* _TEXTO DE LECTURA_

Todas las películas que siguen esta línea son hagiografías glorificadoras, qué refuerzan el sentimiento patriótico y épico de individualidades que guardan no pocas similitudes con nuestro jefe de estado. O mejor dicho, con la imagen que nuestro jefe de estado pretende proyectar de sí mismo, quién constantemente se compara con Bolívar y con los próceres de nuestra gesta independentista, además de insistir en venderse como un hombre humilde, que sacrificó su vida personal por ayudar a los más necesitados.
No deja de ser paradójico que una “revolución cultural” que dice abominar del individualismo, sea la principal financista-productora de cintas que rinden culto al caudillismo como forma de avance de la sociedad hacia un supuesto estado de felicidad plena.
Dos películas representan una curiosa excepción, un esfuerzo a contra corriente digno de reivindicarse.
Taita Boves (2010, Luis Alberto Lamata). En esta cinta, José Tomás Boves (Juvel Vielma) es un ser miserable, un sanguinario resentido y egoísta. Lejos de ayudar al pueblo lo utiliza y lo desecha apenas deja de necesitarlo.
Juega a torear a un hombre al que va a ejecutar. Se burla de otro al que, antes de fusilar, somete a una cruel tortura psicológica. A una chica la clava contra una reja luego de acostarse con ella. Y, cerca del final, en un diálogo con una monja, deja ver que su fidelidad al Rey de España es mera treta demagógica para asegurarse el poder. Luego queda impotente, y muere traicionado, de manera poco honrosa.
Aunque la película de Lamata no termina de funcionar en su totalidad debido a fallas de producción, al redundante uso de la voz en off y a una construcción demasiado televisiva que afecta la verosimilitud de la historia, la película merece verse por su visión desoladora y valiente, alejada de la peligrosa mitificación de la historia a la que nos tienen acostumbrados los cineastas venezolanos.

* _ACTIVIDAD A_
Enumere las fallas que, según el fragmento, impiden que la película de Lamata funcione en su totalidad.
* _ACTIVIDAD B_
Transcriba literalmente el pasaje del fragmento comprendido entre "Juega a torear" y "los cineastas venezolanos.", ambos incluidos.
Los ítems no guardan relación alguna con el fragmento.

* _CONJUNTO DE DATOS_
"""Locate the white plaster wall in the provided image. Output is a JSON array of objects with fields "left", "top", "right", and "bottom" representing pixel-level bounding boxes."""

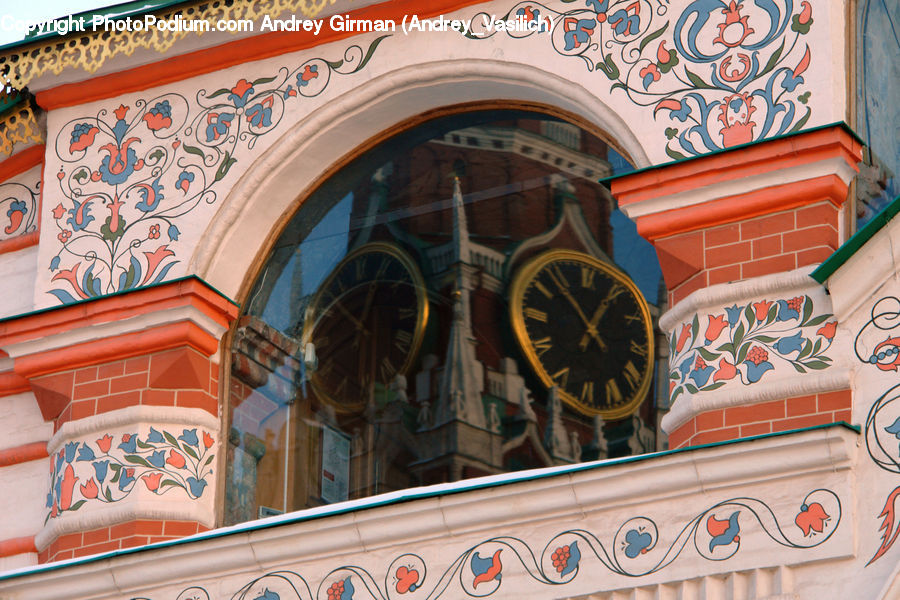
[
  {"left": 0, "top": 459, "right": 48, "bottom": 540},
  {"left": 0, "top": 392, "right": 53, "bottom": 450},
  {"left": 34, "top": 1, "right": 845, "bottom": 307}
]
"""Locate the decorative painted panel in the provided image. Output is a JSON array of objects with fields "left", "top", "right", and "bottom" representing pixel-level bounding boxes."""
[
  {"left": 44, "top": 427, "right": 216, "bottom": 522},
  {"left": 43, "top": 37, "right": 384, "bottom": 304},
  {"left": 854, "top": 296, "right": 900, "bottom": 566},
  {"left": 135, "top": 489, "right": 841, "bottom": 600},
  {"left": 468, "top": 0, "right": 817, "bottom": 158},
  {"left": 0, "top": 166, "right": 41, "bottom": 242},
  {"left": 669, "top": 295, "right": 837, "bottom": 402}
]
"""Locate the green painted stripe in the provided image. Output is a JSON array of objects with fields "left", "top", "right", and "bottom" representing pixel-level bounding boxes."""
[
  {"left": 599, "top": 121, "right": 865, "bottom": 187},
  {"left": 0, "top": 421, "right": 861, "bottom": 581},
  {"left": 810, "top": 196, "right": 900, "bottom": 283}
]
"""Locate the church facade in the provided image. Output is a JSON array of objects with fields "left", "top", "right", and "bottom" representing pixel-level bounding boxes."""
[{"left": 0, "top": 0, "right": 900, "bottom": 600}]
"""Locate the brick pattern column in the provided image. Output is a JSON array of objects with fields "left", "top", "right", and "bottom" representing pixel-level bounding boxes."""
[
  {"left": 0, "top": 278, "right": 237, "bottom": 562},
  {"left": 611, "top": 126, "right": 862, "bottom": 447}
]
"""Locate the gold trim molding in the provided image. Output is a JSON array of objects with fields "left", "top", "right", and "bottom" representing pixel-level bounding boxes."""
[
  {"left": 0, "top": 0, "right": 336, "bottom": 90},
  {"left": 0, "top": 100, "right": 44, "bottom": 156}
]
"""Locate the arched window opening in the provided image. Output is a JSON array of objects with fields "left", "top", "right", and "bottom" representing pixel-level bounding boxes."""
[{"left": 226, "top": 110, "right": 667, "bottom": 523}]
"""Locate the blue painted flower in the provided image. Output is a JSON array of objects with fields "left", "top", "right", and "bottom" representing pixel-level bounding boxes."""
[
  {"left": 187, "top": 477, "right": 206, "bottom": 498},
  {"left": 775, "top": 331, "right": 806, "bottom": 354},
  {"left": 563, "top": 19, "right": 597, "bottom": 50},
  {"left": 247, "top": 96, "right": 272, "bottom": 127},
  {"left": 118, "top": 433, "right": 137, "bottom": 454},
  {"left": 147, "top": 427, "right": 165, "bottom": 444},
  {"left": 78, "top": 444, "right": 97, "bottom": 461},
  {"left": 94, "top": 460, "right": 109, "bottom": 483},
  {"left": 66, "top": 442, "right": 78, "bottom": 462},
  {"left": 178, "top": 428, "right": 200, "bottom": 446},
  {"left": 119, "top": 469, "right": 134, "bottom": 492},
  {"left": 609, "top": 9, "right": 641, "bottom": 35},
  {"left": 689, "top": 356, "right": 716, "bottom": 387},
  {"left": 147, "top": 450, "right": 166, "bottom": 469},
  {"left": 66, "top": 198, "right": 94, "bottom": 231},
  {"left": 625, "top": 529, "right": 653, "bottom": 558}
]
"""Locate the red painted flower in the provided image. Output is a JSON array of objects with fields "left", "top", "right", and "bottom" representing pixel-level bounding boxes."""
[
  {"left": 816, "top": 321, "right": 837, "bottom": 340},
  {"left": 97, "top": 433, "right": 112, "bottom": 454},
  {"left": 141, "top": 472, "right": 162, "bottom": 492},
  {"left": 706, "top": 315, "right": 728, "bottom": 342},
  {"left": 166, "top": 450, "right": 184, "bottom": 469},
  {"left": 794, "top": 502, "right": 831, "bottom": 537},
  {"left": 79, "top": 477, "right": 100, "bottom": 498},
  {"left": 59, "top": 465, "right": 78, "bottom": 510},
  {"left": 713, "top": 0, "right": 753, "bottom": 48},
  {"left": 747, "top": 346, "right": 769, "bottom": 366},
  {"left": 713, "top": 358, "right": 737, "bottom": 382},
  {"left": 675, "top": 323, "right": 691, "bottom": 352},
  {"left": 753, "top": 300, "right": 774, "bottom": 321}
]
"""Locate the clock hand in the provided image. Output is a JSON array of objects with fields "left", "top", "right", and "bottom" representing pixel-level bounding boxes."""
[
  {"left": 578, "top": 298, "right": 610, "bottom": 352},
  {"left": 578, "top": 286, "right": 625, "bottom": 352},
  {"left": 547, "top": 271, "right": 606, "bottom": 350}
]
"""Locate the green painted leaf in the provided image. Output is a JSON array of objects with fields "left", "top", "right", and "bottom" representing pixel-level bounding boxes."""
[
  {"left": 736, "top": 342, "right": 752, "bottom": 363},
  {"left": 757, "top": 40, "right": 784, "bottom": 77},
  {"left": 351, "top": 35, "right": 391, "bottom": 73},
  {"left": 125, "top": 454, "right": 152, "bottom": 467},
  {"left": 181, "top": 144, "right": 206, "bottom": 158}
]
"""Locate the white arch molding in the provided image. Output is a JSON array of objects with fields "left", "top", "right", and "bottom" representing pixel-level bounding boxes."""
[{"left": 188, "top": 59, "right": 650, "bottom": 299}]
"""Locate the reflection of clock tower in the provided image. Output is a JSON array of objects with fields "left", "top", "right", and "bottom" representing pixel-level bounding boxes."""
[{"left": 229, "top": 112, "right": 655, "bottom": 520}]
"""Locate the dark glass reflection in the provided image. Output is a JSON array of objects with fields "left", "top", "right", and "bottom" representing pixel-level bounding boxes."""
[{"left": 226, "top": 111, "right": 661, "bottom": 522}]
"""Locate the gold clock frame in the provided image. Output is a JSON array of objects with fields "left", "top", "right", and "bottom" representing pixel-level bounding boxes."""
[
  {"left": 509, "top": 249, "right": 655, "bottom": 420},
  {"left": 300, "top": 242, "right": 429, "bottom": 413}
]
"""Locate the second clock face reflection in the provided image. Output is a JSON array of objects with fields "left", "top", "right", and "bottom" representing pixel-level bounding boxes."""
[
  {"left": 303, "top": 242, "right": 428, "bottom": 412},
  {"left": 513, "top": 251, "right": 652, "bottom": 418}
]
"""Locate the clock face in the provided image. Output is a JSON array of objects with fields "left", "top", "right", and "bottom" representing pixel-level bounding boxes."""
[
  {"left": 510, "top": 250, "right": 653, "bottom": 419},
  {"left": 302, "top": 242, "right": 428, "bottom": 412}
]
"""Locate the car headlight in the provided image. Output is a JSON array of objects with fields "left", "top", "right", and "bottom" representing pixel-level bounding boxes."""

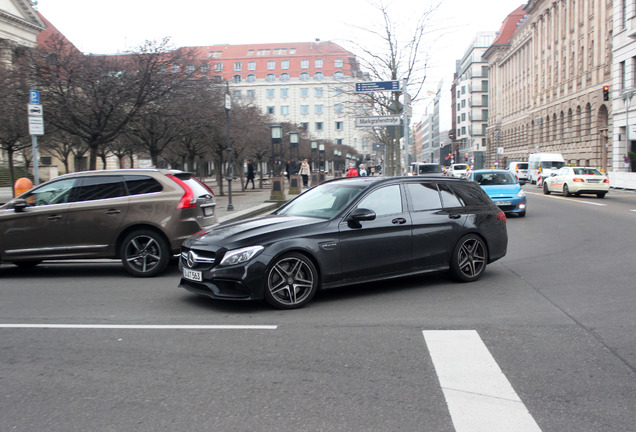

* _RESPUESTA A_
- Fallas de producción
- El redundante uso de la voz en off
- Una construcción demasiado televisiva que afecta la verosimilitud de la historia

* _RESPUESTA B_
Juega a torear a un hombre al que va a ejecutar. Se burla de otro al que, antes de fusilar, somete a una cruel tortura psicológica. A una chica la clava contra una reja luego de acostarse con ella. Y, cerca del final, en un diálogo con una monja, deja ver que su fidelidad al Rey de España es mera treta demagógica para asegurarse el poder. Luego queda impotente, y muere traicionado, de manera poco honrosa.
Aunque la película de Lamata no termina de funcionar en su totalidad debido a fallas de producción, al redundante uso de la voz en off y a una construcción demasiado televisiva que afecta la verosimilitud de la historia, la película merece verse por su visión desoladora y valiente, alejada de la peligrosa mitificación de la historia a la que nos tienen acostumbrados los cineastas venezolanos.